Selected text:
________________________________________

RFC v1: Xen block protocol overhaul

* RFC v1: Xen block protocol overhaul - problem statement (with pictures!)
@ 2012-12-18 14:31 Konrad Rzeszutek Wilk
  2012-12-18 14:49 ` Jan Beulich
  2013-01-18 16:00 ` Roger Pau Monné
  0 siblings, 2 replies; 19+ messages in thread
From: Konrad Rzeszutek Wilk @ 2012-12-18 14:31 UTC (permalink / raw)
  To: xen-devel, martin.petersen, felipe.franciosi, matthew, axboe

[-- Attachment #1: Type: text/plain, Size: 12656 bytes --]

Hey,

I am including some folks that are not always on Xen-devel to see if they have
some extra ideas or can correct my misunderstandings.

This is very much RFC - so there is bound to be some bugs.
The original is here
https://docs.google.com/document/d/1Vh5T8Z3Tx3sUEhVB0DnNDKBNiqB_ZA8Z5YVqAsCIjuI/edit
in case one wishes to modify/provide comment on that one.

There are outstanding issues we have now with the block protocol:
Note: I am assuming 64-bit guest/host - as the size’s of the structures
change on 32-bit. I am also attaching the header for the blkif ring
as of today.

A) Segment size is limited to 11 pages. It means we can at most squeeze
in 44kB per request. The ring can hold 32 (next power of two below 36)
requests, meaning we can do 1.4M of outstanding requests.

B). Producer and consumer index is on the same cache line. In present hardware
that means the reader and writer will compete for the same cacheline causing a
ping-pong between sockets.

C). The requests and responses are on the same ring. This again causes the
ping-pong between sockets as the ownership of the cache line will shift between
sockets.

________________________________________

Material:

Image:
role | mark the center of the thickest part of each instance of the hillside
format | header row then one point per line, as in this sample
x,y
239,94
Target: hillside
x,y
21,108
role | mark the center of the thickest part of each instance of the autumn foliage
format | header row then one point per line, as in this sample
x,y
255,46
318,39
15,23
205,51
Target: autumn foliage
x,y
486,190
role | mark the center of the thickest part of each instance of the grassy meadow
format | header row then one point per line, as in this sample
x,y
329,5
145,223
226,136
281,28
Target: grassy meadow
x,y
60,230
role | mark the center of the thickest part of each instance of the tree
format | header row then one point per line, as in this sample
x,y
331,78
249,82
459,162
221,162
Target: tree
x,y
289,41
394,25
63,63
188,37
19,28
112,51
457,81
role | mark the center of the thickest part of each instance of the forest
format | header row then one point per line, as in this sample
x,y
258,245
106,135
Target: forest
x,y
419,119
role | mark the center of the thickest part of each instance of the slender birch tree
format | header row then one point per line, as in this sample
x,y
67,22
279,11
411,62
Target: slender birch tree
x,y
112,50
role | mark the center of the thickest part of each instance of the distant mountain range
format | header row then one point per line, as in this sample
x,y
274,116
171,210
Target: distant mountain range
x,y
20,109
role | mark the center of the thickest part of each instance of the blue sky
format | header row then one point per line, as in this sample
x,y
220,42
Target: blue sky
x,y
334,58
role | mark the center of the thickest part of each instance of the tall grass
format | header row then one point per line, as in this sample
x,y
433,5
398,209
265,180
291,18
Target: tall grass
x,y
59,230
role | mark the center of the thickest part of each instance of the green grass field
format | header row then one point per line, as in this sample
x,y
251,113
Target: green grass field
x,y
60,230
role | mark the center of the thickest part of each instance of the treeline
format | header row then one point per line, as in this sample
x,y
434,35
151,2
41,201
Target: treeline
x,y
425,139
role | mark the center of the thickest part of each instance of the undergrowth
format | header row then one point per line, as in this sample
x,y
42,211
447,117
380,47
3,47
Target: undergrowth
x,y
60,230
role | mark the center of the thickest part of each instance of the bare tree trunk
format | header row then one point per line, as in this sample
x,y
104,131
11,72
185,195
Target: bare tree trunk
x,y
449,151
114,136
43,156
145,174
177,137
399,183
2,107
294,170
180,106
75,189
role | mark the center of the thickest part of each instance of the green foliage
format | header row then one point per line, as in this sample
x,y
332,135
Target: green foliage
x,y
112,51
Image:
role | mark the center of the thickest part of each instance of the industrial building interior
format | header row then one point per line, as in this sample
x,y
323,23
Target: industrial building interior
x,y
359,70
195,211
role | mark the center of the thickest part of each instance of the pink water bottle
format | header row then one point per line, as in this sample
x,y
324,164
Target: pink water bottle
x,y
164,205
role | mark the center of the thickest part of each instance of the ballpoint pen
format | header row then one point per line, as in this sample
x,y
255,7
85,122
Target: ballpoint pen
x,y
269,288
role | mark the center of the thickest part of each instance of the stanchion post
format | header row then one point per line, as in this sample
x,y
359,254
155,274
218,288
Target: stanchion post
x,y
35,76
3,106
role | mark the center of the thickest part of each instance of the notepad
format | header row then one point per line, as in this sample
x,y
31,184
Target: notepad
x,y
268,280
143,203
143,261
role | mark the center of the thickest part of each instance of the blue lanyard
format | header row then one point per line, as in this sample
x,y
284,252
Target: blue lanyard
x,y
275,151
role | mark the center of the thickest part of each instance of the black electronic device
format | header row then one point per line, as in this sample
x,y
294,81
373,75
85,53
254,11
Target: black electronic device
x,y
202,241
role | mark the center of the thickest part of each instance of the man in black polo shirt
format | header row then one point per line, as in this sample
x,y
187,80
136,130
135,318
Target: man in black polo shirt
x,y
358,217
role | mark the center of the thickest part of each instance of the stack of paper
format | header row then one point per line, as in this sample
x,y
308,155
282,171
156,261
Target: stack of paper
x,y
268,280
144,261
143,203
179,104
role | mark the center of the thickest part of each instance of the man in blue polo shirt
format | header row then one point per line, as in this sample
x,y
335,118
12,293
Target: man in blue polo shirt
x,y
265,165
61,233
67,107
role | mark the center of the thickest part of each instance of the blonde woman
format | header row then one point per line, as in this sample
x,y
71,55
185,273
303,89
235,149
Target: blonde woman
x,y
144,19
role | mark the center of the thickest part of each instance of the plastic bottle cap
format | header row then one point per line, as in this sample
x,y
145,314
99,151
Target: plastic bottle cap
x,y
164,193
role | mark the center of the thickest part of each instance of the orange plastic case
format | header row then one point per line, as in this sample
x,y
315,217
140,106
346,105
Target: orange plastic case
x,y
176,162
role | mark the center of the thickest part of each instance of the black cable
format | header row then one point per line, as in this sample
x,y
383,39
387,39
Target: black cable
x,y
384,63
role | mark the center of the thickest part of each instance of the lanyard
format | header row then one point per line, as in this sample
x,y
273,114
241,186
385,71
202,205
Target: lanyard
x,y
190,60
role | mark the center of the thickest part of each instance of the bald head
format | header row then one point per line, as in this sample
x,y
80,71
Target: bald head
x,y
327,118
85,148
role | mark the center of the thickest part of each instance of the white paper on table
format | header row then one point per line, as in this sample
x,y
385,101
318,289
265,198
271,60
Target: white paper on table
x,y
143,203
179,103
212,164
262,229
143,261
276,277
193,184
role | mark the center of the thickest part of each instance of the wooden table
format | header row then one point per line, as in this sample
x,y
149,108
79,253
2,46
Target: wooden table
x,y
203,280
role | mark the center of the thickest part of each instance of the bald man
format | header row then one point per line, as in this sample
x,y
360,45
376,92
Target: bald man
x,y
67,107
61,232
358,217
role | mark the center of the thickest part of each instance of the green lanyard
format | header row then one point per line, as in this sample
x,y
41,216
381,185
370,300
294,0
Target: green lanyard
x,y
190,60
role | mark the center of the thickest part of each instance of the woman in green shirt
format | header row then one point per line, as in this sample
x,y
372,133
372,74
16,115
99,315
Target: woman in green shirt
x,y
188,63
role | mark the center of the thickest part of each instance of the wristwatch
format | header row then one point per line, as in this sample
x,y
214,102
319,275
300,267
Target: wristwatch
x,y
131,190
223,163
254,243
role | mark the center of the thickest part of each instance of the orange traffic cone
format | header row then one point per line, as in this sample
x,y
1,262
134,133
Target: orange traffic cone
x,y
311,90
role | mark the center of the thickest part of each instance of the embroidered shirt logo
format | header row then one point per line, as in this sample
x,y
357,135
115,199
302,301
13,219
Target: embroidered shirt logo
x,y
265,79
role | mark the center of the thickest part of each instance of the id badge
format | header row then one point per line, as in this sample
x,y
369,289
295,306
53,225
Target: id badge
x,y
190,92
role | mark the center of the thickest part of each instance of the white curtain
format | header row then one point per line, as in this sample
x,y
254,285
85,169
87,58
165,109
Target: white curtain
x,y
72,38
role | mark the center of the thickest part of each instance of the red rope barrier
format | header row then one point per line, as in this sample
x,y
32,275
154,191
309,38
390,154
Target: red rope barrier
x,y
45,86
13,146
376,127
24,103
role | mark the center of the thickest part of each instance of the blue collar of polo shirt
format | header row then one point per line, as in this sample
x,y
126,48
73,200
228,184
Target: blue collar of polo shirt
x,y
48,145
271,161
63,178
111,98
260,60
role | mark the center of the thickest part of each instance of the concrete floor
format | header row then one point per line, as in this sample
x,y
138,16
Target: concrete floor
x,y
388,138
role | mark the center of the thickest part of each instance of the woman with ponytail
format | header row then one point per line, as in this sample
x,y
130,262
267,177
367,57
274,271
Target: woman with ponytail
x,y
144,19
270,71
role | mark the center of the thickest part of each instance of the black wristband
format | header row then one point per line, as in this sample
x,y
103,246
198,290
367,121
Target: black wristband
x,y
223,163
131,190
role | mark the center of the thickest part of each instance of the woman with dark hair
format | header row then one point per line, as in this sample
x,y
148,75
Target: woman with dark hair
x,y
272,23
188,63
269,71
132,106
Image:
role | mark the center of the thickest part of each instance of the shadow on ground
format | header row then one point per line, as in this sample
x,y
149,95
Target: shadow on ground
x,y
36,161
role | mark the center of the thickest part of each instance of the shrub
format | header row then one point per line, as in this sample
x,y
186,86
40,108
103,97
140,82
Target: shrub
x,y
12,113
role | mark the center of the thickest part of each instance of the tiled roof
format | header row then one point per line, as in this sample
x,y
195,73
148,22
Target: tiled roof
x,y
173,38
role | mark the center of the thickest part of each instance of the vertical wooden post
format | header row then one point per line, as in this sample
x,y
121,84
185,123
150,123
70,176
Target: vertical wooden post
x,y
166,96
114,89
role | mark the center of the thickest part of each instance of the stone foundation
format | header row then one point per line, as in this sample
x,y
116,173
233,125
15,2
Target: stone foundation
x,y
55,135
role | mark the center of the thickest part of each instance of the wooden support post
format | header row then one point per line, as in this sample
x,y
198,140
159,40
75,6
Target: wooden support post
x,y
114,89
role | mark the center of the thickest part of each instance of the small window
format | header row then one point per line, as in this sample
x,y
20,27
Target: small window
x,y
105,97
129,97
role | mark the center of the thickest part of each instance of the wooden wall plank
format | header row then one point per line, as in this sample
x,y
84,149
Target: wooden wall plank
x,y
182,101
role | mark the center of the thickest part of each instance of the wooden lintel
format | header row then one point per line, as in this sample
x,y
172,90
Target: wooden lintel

________________________________________

Exercise:
Condense the paragraph of the Xen block protocol post that begins "A) Segment size is limited" into a short bulleted list, keeping all of its figures. The material is not needed for this exercise.

Output for this task:
- A segment is capped at 11 pages, so one request can carry at most 44kB.
- The ring holds 32 requests, the next power of two below 36.
- At most 1.4M of requests can therefore be outstanding.